STORED DATA: Begin

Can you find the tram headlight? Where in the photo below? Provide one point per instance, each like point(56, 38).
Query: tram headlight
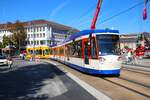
point(101, 59)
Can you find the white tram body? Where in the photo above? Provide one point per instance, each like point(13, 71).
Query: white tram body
point(100, 56)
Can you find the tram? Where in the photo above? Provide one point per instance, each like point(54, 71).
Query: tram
point(100, 56)
point(38, 52)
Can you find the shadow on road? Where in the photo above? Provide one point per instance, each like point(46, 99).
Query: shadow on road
point(24, 82)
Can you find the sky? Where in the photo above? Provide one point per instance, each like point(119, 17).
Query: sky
point(78, 13)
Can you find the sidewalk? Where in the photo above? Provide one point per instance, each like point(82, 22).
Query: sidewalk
point(143, 64)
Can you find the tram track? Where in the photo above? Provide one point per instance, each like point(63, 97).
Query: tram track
point(133, 86)
point(139, 71)
point(112, 87)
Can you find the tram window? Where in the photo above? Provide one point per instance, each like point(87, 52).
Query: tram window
point(46, 52)
point(93, 46)
point(50, 51)
point(61, 51)
point(40, 51)
point(76, 47)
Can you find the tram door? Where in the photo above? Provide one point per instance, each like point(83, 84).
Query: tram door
point(86, 51)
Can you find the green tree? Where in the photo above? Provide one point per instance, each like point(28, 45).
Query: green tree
point(19, 35)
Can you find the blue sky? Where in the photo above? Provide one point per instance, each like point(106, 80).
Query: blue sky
point(77, 13)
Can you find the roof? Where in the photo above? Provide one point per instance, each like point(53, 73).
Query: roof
point(87, 32)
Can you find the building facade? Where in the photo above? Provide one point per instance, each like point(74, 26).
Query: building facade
point(41, 32)
point(132, 40)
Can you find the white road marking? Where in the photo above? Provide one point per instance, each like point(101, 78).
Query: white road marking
point(98, 95)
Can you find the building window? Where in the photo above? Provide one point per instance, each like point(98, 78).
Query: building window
point(28, 35)
point(31, 42)
point(42, 42)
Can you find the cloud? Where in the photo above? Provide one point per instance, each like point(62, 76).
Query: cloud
point(57, 9)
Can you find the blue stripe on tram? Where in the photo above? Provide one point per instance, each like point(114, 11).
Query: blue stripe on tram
point(93, 71)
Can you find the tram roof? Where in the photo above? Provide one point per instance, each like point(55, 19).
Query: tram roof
point(86, 32)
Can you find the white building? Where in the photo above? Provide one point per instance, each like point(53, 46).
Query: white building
point(41, 32)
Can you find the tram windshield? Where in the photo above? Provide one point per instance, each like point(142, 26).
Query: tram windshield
point(108, 44)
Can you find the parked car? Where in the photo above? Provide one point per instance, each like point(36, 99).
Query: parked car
point(3, 60)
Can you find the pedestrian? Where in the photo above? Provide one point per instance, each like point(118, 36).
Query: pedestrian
point(134, 58)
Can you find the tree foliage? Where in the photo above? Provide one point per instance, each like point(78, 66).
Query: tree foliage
point(19, 35)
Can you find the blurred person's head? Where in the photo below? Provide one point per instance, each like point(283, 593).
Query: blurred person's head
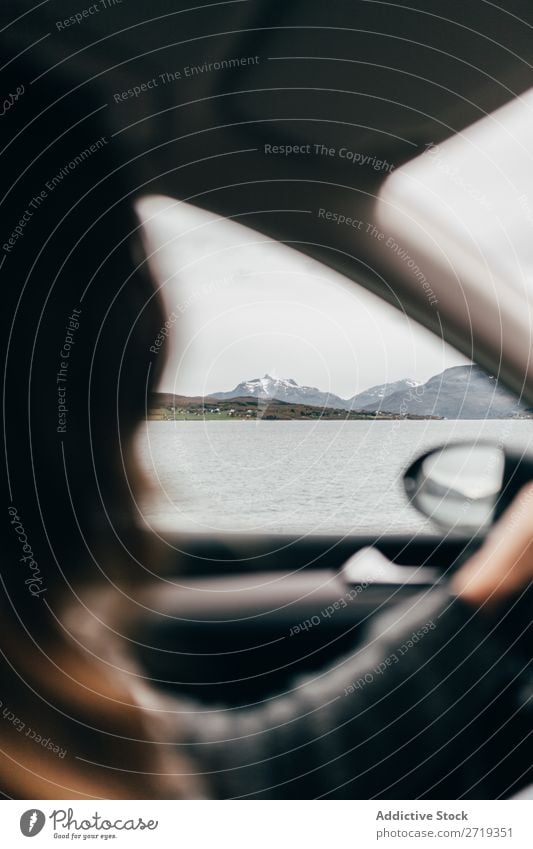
point(81, 315)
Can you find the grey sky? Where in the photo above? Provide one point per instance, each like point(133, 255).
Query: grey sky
point(241, 305)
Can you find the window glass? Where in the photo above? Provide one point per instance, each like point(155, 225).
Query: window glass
point(292, 399)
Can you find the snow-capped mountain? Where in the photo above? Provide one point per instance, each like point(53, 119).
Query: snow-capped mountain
point(282, 389)
point(461, 392)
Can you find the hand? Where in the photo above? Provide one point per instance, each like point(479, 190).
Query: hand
point(504, 564)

STORED DATA: End

▸ WORK INSTRUCTIONS
Output every entry word for word, but omit the pictures.

▸ RESULT FOR THIS EXERCISE
Can you find the tram headlight? Where in the photo below? Provide one point per instance, each like point(56, 38).
Query: tram headlight
point(101, 59)
Can you find the white tram body? Where in the photo above? Provide one point per instance, each like point(13, 71).
Query: white tram body
point(100, 56)
Can you find the tram? Where in the photo above? Provide one point per instance, each like point(54, 71).
Query: tram
point(100, 56)
point(38, 52)
Can you find the shadow on road? Where in the photo above? Provide one point per instance, each like point(46, 99).
Query: shadow on road
point(24, 82)
Can you find the sky? Where in the photo above? Provide one point per instance, each like point(119, 17).
Query: sky
point(78, 13)
Can you find the sidewalk? Where in the photo above? Provide one point per instance, each like point(82, 22).
Query: sidewalk
point(143, 64)
Can you find the tram track? Where in the photo above? Provide one point per instance, each like point(63, 97).
Query: tram track
point(133, 86)
point(139, 71)
point(112, 87)
Can you find the tram window? Where in the photo above? Provide one point per instance, each like point(87, 52).
Query: tram window
point(46, 52)
point(93, 46)
point(50, 51)
point(61, 51)
point(40, 51)
point(76, 47)
Can you find the tram door? Where in the photo above? Provide one point per instance, each like point(83, 84).
Query: tram door
point(86, 51)
Can you find the green tree? Where in the photo above? Provide one point per instance, each like point(28, 45).
Query: green tree
point(19, 35)
Can you find the blue sky? Where in the photo above? Provide one point per instance, each like point(106, 80).
Query: blue sky
point(77, 13)
Can you find the roof? Where in the photo above? Provide one point per instance, each like point(53, 73).
Query: roof
point(87, 32)
Can you find the building facade? Where in the photo above? Provide one point per instance, each like point(74, 26).
Query: building facade
point(41, 32)
point(132, 40)
Can you find the white road marking? Where in the photo above? Provide one point per instance, each like point(101, 78).
Query: white road marking
point(98, 95)
Can you find the building window? Where in the photo above? Provide one point per instance, each like point(98, 78).
Query: building window
point(28, 35)
point(31, 42)
point(42, 42)
Can you find the cloud? Where in the photo above? Provide one point per instance, each like point(62, 76).
Query: cloud
point(57, 9)
Can you find the blue stripe on tram? Where in the photo above? Provide one point per instance, each like point(114, 11).
Query: blue stripe on tram
point(93, 71)
Can you find the tram roof? Where in the photo above? Provide one point per instance, each like point(55, 19).
Query: tram roof
point(86, 32)
Can you find the white building? Where in the photo above? Provide one point per instance, each like point(53, 46).
Query: white building
point(41, 32)
Can you find the tram windshield? Where in the photo above? Provide one point per instance, each like point(142, 26).
Query: tram windshield
point(108, 44)
Can you find the parked car? Where in the photo above? Provide one point per instance, each like point(36, 99).
Query: parked car
point(3, 60)
Can you find the pedestrian? Where in the photo above? Provide one point per instance, each like point(118, 36).
Query: pedestrian
point(134, 58)
Can you find the tree foliage? Where in the photo above? Provide one point per instance, each like point(78, 66).
Query: tree foliage
point(19, 35)
Can you find the blurred person's head? Where in the photo below? Provide one point per instance, each like point(283, 593).
Query: blurred person's head
point(81, 315)
Can you find the grey sky? Where in the photo above? Provide one point per instance, each like point(133, 255).
Query: grey sky
point(241, 305)
Can you find the window glass? Where in the photo above? Provide one point per instance, each like point(155, 225).
Query: window glass
point(292, 399)
Can you find the snow-capped mountain? Where in the photo above? Provide one point per instance, each like point(53, 119).
Query: snow-capped mountain
point(282, 389)
point(461, 392)
Can you find the hand? Where in the photo above? Provide one point per instance, each like point(479, 190).
Query: hand
point(504, 564)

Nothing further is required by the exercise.